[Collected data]
◇ ◇ ◇ ◇
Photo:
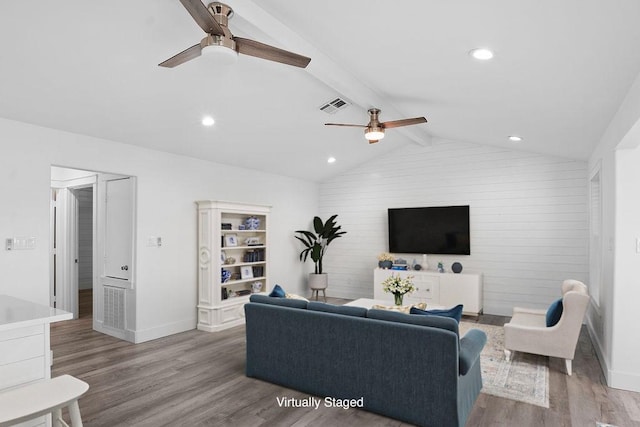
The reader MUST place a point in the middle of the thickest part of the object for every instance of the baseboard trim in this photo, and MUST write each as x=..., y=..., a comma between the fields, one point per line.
x=164, y=330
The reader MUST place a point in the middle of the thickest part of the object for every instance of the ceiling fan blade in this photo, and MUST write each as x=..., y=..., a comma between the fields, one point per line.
x=184, y=56
x=403, y=122
x=202, y=16
x=264, y=51
x=345, y=124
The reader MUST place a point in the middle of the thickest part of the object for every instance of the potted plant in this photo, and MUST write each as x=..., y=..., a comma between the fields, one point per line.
x=315, y=246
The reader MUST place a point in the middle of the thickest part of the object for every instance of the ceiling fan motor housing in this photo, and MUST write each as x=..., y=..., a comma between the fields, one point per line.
x=221, y=12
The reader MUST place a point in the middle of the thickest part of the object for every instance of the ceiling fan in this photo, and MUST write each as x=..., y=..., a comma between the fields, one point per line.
x=214, y=19
x=374, y=130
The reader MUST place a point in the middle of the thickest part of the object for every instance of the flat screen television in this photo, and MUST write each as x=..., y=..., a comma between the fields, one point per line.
x=442, y=230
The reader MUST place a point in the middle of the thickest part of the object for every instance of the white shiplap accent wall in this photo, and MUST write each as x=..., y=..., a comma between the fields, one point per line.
x=528, y=218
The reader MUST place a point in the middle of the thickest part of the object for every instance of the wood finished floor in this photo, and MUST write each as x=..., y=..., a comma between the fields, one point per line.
x=197, y=378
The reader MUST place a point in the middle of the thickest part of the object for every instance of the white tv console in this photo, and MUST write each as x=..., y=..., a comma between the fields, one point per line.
x=444, y=289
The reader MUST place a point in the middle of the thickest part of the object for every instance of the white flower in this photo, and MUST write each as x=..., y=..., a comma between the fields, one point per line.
x=398, y=285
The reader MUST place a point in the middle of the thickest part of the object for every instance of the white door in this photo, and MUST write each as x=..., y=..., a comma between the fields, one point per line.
x=118, y=229
x=114, y=296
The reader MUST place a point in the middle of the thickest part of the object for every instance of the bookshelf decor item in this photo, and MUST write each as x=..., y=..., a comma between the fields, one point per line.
x=236, y=236
x=246, y=272
x=230, y=240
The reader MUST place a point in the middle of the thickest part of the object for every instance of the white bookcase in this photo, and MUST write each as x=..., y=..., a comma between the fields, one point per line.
x=226, y=231
x=443, y=289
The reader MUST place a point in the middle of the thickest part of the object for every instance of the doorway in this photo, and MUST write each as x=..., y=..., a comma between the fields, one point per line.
x=88, y=237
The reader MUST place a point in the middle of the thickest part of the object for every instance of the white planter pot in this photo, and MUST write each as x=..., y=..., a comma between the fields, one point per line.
x=318, y=281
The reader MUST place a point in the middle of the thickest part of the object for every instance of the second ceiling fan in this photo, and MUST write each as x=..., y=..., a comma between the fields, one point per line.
x=214, y=19
x=374, y=130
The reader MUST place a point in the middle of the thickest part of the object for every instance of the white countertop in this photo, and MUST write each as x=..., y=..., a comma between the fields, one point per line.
x=16, y=312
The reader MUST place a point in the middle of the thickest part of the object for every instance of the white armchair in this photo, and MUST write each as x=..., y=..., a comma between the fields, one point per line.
x=528, y=332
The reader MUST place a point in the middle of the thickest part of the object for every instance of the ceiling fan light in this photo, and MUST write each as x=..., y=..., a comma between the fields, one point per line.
x=374, y=133
x=220, y=54
x=481, y=53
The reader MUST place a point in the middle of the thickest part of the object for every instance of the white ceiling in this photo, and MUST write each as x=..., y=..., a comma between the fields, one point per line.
x=561, y=70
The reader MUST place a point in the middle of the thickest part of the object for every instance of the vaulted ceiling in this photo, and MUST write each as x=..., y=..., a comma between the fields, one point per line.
x=560, y=71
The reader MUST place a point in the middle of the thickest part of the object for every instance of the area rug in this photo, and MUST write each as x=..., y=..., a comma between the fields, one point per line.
x=525, y=378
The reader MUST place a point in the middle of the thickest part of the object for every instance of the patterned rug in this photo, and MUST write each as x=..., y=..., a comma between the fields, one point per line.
x=525, y=378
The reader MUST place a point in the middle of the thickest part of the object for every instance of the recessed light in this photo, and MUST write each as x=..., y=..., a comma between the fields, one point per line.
x=481, y=53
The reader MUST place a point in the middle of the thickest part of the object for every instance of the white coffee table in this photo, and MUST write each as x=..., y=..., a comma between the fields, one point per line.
x=368, y=303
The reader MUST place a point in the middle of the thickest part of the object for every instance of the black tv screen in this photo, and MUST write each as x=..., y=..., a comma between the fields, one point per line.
x=430, y=230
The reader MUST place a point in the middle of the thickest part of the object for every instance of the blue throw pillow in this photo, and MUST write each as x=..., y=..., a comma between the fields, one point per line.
x=554, y=313
x=453, y=312
x=278, y=292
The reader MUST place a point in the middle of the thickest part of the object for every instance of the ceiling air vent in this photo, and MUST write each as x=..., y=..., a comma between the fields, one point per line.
x=334, y=105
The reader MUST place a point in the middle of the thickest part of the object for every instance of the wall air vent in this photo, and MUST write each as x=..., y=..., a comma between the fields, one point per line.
x=334, y=105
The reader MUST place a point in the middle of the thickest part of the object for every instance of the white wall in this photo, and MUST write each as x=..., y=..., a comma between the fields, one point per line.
x=613, y=324
x=529, y=218
x=167, y=187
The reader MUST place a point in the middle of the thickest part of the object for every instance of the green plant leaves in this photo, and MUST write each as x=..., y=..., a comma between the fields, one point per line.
x=316, y=244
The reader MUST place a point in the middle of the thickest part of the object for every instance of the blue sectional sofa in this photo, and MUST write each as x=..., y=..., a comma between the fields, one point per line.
x=412, y=368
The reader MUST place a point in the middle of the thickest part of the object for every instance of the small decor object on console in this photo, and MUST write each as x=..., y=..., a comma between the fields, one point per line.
x=252, y=223
x=398, y=286
x=456, y=267
x=385, y=260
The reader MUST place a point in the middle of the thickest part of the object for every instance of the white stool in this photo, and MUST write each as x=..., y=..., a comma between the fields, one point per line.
x=36, y=399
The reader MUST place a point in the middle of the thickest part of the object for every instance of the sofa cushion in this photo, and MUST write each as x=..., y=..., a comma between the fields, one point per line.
x=287, y=302
x=453, y=312
x=278, y=292
x=337, y=309
x=294, y=296
x=432, y=321
x=554, y=313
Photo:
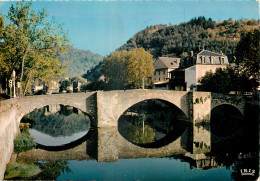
◇ ◇ ◇ ◇
Rewrite every line of the records above as a numbered list. Skip any blank lines and leave the pictures out.

1. Photo:
2. The reader MUST place a point in the middle of the thickest part of the object for every instance of the baseboard trim in this photo, and MUST write each as x=..., y=..., a comma between the fields, one point per line.
3. x=164, y=330
4. The reader MUST place a point in the middle of the thickest part of the object for every instance of the ceiling fan blade in this photo, and MUST write each as x=..., y=..., a comma between the fields, one point per line.
5. x=184, y=56
6. x=403, y=122
7. x=202, y=16
8. x=264, y=51
9. x=345, y=124
10. The reader MUST place a point in the middle of the thickest part of the object for every instance of the potted plant in this photo, and MUST write each as x=..., y=..., a comma between the fields, one point per line.
11. x=315, y=246
12. The reader MUST place a point in the middle of the thickest part of the object for every instance of the ceiling fan motor housing in this photo, and MUST write each as x=..., y=..., a comma between the fields, one point per line.
13. x=221, y=12
14. The reader MUST place a point in the middle of the thickest part of the object for every instance of the ceiling fan in this photo, and MUST write each as x=..., y=..., a comma between the fields, one point per line.
15. x=214, y=19
16. x=374, y=130
17. The reader MUST place a point in the middle of the thickest part of the object for every instance of the flat screen television in this photo, and MUST write each as x=..., y=..., a comma between the fields, one point per line.
18. x=442, y=230
19. The reader MUST place a point in the middle of the thickest part of the object for every instance of the white shiplap accent wall in this photo, and MUST write each as x=..., y=..., a comma between the fields, one point per line.
20. x=528, y=218
21. The reader MUST place a point in the middle of the thickest part of the object for every instance of the wood finished floor in this photo, and MUST write each as x=..., y=..., a comma between the fields, one point per line.
22. x=197, y=378
23. The reader MUST place a point in the middle of the thickest part of the object for every instance of the white tv console in this photo, and MUST write each as x=..., y=..., a comma between the fields, one point per line.
24. x=444, y=289
25. The reader MUST place a point in the middle of the thickest part of the object for every instance of the white flower in this photo, and MUST write each as x=..., y=..., a comma between the fields, one point per line.
26. x=398, y=285
27. The reader MUST place a point in the middle of the thickest part of the object for every instance of the white door in this photo, and MUST write each as x=..., y=..., a comma between the fields, one point per line.
28. x=118, y=229
29. x=114, y=296
30. The reader MUST place a point in the middle of the thickest part of the object for every instance of the bookshelf decor item in this photo, and MUST write each as x=..., y=..., a comma between the fields, one point per line.
31. x=236, y=236
32. x=246, y=272
33. x=230, y=240
34. The reader MUST place a point in the middle of the thickest part of the object for every instance of the white bookcase in this photo, and MUST write each as x=..., y=..., a comma between the fields, one point per line.
35. x=226, y=231
36. x=443, y=289
37. The reader MUST place a point in the middle of the thickest part of the object for every instance of the doorway in this photo, and MUST write each as x=..., y=..., a comma between the fields, one point per line.
38. x=88, y=237
39. The reader MUST place a point in the middle of the thickest part of the object for every instance of the white planter pot in this photo, and MUST write each as x=..., y=..., a comma between the fields, one point per line.
40. x=318, y=281
41. The reader MUST place a point in the middle of the thickest part of the object for every instance of the second ceiling fan in this photo, and MUST write each as x=..., y=..., a comma between the fields, one point per line.
42. x=214, y=19
43. x=374, y=130
44. The reader MUST place a point in the middle of the thickest part of the object for every instance of the white countertop in this photo, and MUST write each as x=..., y=..., a comma between the fields, one point per line.
45. x=16, y=312
46. The reader MUST place a point in the middle of the thickest part of the object for every instance of the white armchair in this photo, and MUST write each as x=..., y=..., a comma between the fields, one point per line.
47. x=528, y=332
48. The reader MUST place a point in the middle of the thickest part of the object for every instance of the ceiling fan light in this photo, and MUST write each as x=..., y=..., a comma between the fields, one point per line.
49. x=374, y=133
50. x=220, y=54
51. x=481, y=53
52. The reader MUST place a point in the middle of the thickest part of the object for every instance of the white ceiling in this photo, and MUST write each as x=..., y=..., a comma between the fields, one point per line.
53. x=561, y=70
54. The reader MUST place a point in the middle of the thickest part of the object for every instance of the vaulted ceiling in this photo, and MUST write each as x=..., y=..., a comma between the fields, one point per line.
55. x=560, y=71
56. The reader MUST place a point in the middle of the thickest part of the object for every instance of the area rug in this photo, and MUST write each as x=..., y=..., a comma between the fields, one point per line.
57. x=525, y=378
58. The reader MUST place a point in the middle of the thickest part of the object for every instance of the patterned rug in this photo, and MUST write each as x=..., y=..., a comma between the fields, one point per line.
59. x=525, y=378
60. The reader MUST place a point in the middle of the thickest part of the object for every instance of the recessed light in this photo, and MUST write each as x=..., y=..., a comma between the fields, one point per line.
61. x=481, y=53
62. The reader MUST place a point in the middle of the thickest part of the object for every instance of the white coffee table in this photo, and MUST write each as x=..., y=..., a comma between the fields, one point per line.
63. x=368, y=303
64. The reader MUST place a point in the middle of the thickest part of the object for every instance of the black tv screen in this photo, and MUST write each as x=..., y=..., a comma between the fields, one point per line.
65. x=430, y=230
66. The reader MUST place a point in the middle of the thickest part of the object for every instance of the blue throw pillow in this photo, and MUST write each as x=..., y=..., a comma between the fields, one point per line.
67. x=554, y=313
68. x=453, y=312
69. x=278, y=292
70. The reader MUST place a point in the middle of the thickest part of the object for every instance of the ceiling air vent in this photo, and MUST write each as x=..., y=..., a comma between the fields, one point per line.
71. x=334, y=105
72. The reader MUST place a point in the middle of the thickest part of the object for every instance of the wall air vent in this photo, and MUST write each as x=..., y=..., a comma between the fields, one point per line.
73. x=334, y=105
74. The reader MUST place a point in the middle of the thickest part of the object for every instance of the white wall in this photo, and MUST write each as x=..., y=..., a comma between the fields, one point per line.
75. x=613, y=324
76. x=529, y=218
77. x=167, y=187
78. The reader MUST place a point in the middle of the thickest part of the object for every instance of the green plant leaves in this photo, and MUST write each as x=..., y=..., a comma between the fields, one point per line.
79. x=316, y=244
80. The reader MUST place a point in the middle of the thickest part of the object for every instance of the blue sectional sofa in this photo, and MUST write each as x=..., y=..., a comma between the fields, one point per line.
81. x=412, y=368
82. The reader MUST place a point in the middle of the thickest part of the object for every instance of the small decor object on console in this photo, and MUST write each as x=..., y=..., a comma between the fields, one point per line.
83. x=252, y=223
84. x=398, y=286
85. x=456, y=267
86. x=385, y=260
87. The reader MUST place a point in the middle of the thickest part of the object for every instance of the white stool in this photo, and MUST write each as x=..., y=..., a comma between the fields, one point per line.
88. x=36, y=399
89. The reader MUST place a point in the middle of the thickest part of the object for every instance of the sofa cushion in this photo, and MUST write each as x=..., y=..., a comma between the fields, one point per line.
90. x=287, y=302
91. x=453, y=312
92. x=278, y=292
93. x=337, y=309
94. x=294, y=296
95. x=432, y=321
96. x=554, y=313
97. Photo:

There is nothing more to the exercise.